## [Task to carry out]
Reproduce the items word for word, starting at the line that contains "Place one keypoint per instance of the balcony" and ending at the end of the items. Omit the pictures.

(Location labeling records)
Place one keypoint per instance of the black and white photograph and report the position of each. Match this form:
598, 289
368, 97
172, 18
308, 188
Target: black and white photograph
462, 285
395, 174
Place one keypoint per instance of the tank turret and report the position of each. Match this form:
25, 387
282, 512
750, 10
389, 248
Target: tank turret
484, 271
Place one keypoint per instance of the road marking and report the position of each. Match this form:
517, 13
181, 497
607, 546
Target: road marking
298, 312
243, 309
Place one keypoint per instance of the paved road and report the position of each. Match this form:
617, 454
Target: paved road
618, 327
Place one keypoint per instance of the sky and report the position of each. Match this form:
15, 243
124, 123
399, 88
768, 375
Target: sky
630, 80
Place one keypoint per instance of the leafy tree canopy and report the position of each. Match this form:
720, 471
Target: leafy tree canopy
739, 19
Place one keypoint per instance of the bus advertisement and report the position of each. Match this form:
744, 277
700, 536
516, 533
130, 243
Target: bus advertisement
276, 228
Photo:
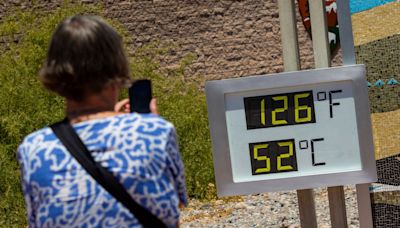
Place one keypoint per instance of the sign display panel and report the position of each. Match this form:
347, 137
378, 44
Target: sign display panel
291, 131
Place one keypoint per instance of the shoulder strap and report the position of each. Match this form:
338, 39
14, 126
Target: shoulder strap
67, 135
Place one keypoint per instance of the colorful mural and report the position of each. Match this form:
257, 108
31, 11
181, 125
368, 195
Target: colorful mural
377, 45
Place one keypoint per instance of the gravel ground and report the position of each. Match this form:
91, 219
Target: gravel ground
277, 209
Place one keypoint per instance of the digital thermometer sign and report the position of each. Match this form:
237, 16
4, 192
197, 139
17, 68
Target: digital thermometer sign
291, 130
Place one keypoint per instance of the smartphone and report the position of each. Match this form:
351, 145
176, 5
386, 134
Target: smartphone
140, 96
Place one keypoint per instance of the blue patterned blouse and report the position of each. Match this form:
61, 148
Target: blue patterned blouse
140, 150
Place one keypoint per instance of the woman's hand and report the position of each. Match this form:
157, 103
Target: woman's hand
124, 106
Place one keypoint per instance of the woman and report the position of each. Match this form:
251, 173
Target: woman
87, 65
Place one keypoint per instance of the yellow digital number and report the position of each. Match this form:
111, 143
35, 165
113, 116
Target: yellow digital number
263, 111
277, 110
281, 167
262, 158
298, 108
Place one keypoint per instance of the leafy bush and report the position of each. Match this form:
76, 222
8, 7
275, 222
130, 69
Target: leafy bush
26, 106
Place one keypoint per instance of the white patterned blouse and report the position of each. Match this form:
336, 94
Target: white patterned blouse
139, 149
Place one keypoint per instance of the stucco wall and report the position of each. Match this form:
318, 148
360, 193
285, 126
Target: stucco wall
229, 38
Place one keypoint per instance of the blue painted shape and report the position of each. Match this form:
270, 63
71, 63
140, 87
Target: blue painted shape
379, 83
392, 81
361, 5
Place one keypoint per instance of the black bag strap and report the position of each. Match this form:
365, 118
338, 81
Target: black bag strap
67, 135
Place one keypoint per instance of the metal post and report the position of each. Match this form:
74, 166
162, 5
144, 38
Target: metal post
291, 60
319, 31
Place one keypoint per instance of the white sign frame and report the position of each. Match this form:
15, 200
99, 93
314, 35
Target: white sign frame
215, 95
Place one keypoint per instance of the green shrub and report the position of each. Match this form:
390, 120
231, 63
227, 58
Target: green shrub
26, 106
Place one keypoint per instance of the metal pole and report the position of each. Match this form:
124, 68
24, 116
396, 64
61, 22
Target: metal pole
321, 49
291, 62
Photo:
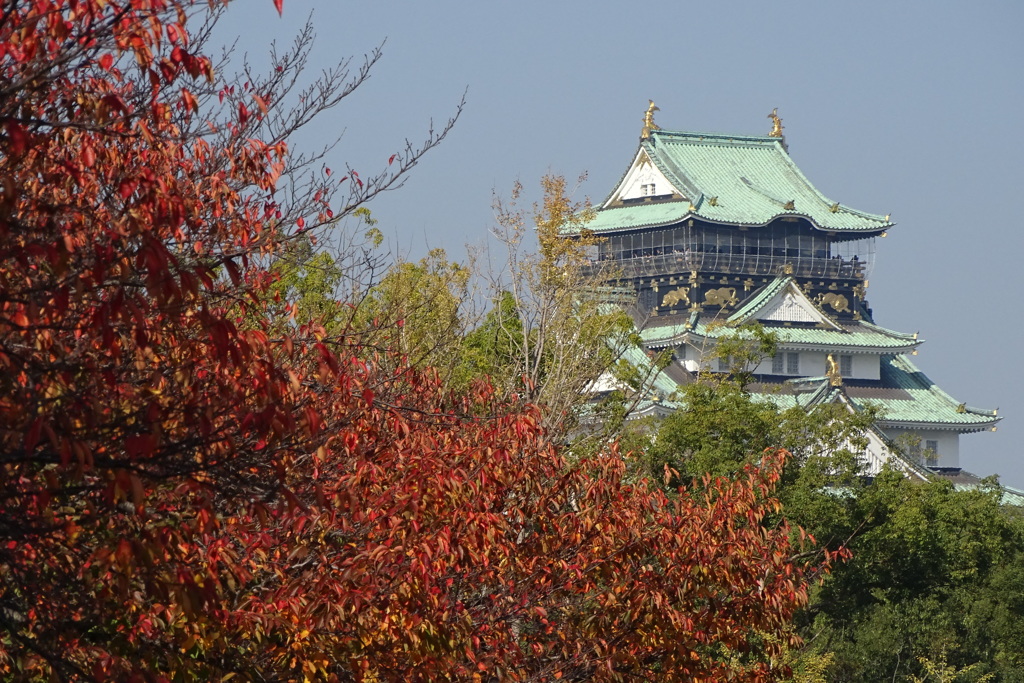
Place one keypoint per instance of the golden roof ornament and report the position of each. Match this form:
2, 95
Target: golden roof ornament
648, 120
832, 372
776, 124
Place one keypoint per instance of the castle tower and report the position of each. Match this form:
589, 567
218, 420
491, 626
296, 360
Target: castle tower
714, 231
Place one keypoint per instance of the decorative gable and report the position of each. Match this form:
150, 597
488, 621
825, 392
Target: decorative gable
643, 179
782, 301
792, 307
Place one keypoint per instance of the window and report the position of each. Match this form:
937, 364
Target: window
785, 364
793, 364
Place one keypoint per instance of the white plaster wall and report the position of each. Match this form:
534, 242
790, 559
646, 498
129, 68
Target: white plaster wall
644, 174
948, 451
866, 367
812, 364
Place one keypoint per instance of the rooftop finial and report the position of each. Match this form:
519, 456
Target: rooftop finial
776, 124
648, 121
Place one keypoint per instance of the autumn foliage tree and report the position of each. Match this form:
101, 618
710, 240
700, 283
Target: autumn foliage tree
189, 489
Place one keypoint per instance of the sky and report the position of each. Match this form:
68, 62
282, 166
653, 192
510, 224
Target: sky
912, 109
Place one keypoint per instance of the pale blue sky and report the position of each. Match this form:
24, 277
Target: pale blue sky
912, 109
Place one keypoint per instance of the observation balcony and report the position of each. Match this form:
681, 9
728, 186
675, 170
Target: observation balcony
683, 262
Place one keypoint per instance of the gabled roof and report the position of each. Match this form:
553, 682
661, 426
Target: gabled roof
731, 179
908, 398
780, 300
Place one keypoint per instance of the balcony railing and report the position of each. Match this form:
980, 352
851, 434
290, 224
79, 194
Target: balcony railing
684, 262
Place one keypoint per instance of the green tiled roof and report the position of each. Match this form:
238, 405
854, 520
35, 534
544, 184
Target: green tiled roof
862, 335
752, 305
752, 180
660, 383
919, 400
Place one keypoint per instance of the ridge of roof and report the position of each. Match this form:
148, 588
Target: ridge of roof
759, 185
925, 402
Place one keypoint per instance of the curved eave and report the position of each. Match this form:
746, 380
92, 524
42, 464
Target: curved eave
685, 215
682, 333
962, 427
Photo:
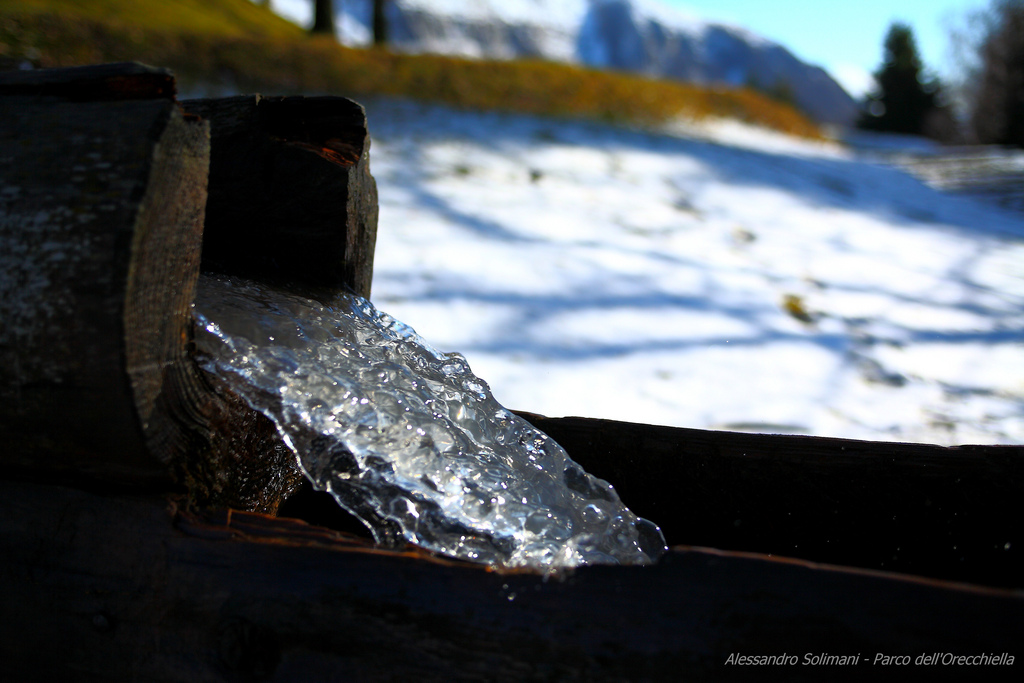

## [Solution to the exercise]
Place one keypoint per instance of the balcony railing and report the position of each. Match this form:
980, 352
851, 434
290, 224
79, 194
Target: balcony railing
684, 262
Place one keypoint per instance of the green tiled roof and report the position of each. Match this form:
238, 405
854, 520
35, 534
544, 184
Target: green tiled roof
862, 335
752, 305
752, 180
660, 383
919, 400
Place one keypoint per instance of the ridge of roof and report the position of each. Match this form:
148, 588
Target: ridge of roof
759, 185
925, 402
Place one keypoint per instance of the curved eave and report the position of each. Match this form:
746, 380
92, 524
42, 464
Target: curved eave
685, 215
682, 333
962, 427
Photo:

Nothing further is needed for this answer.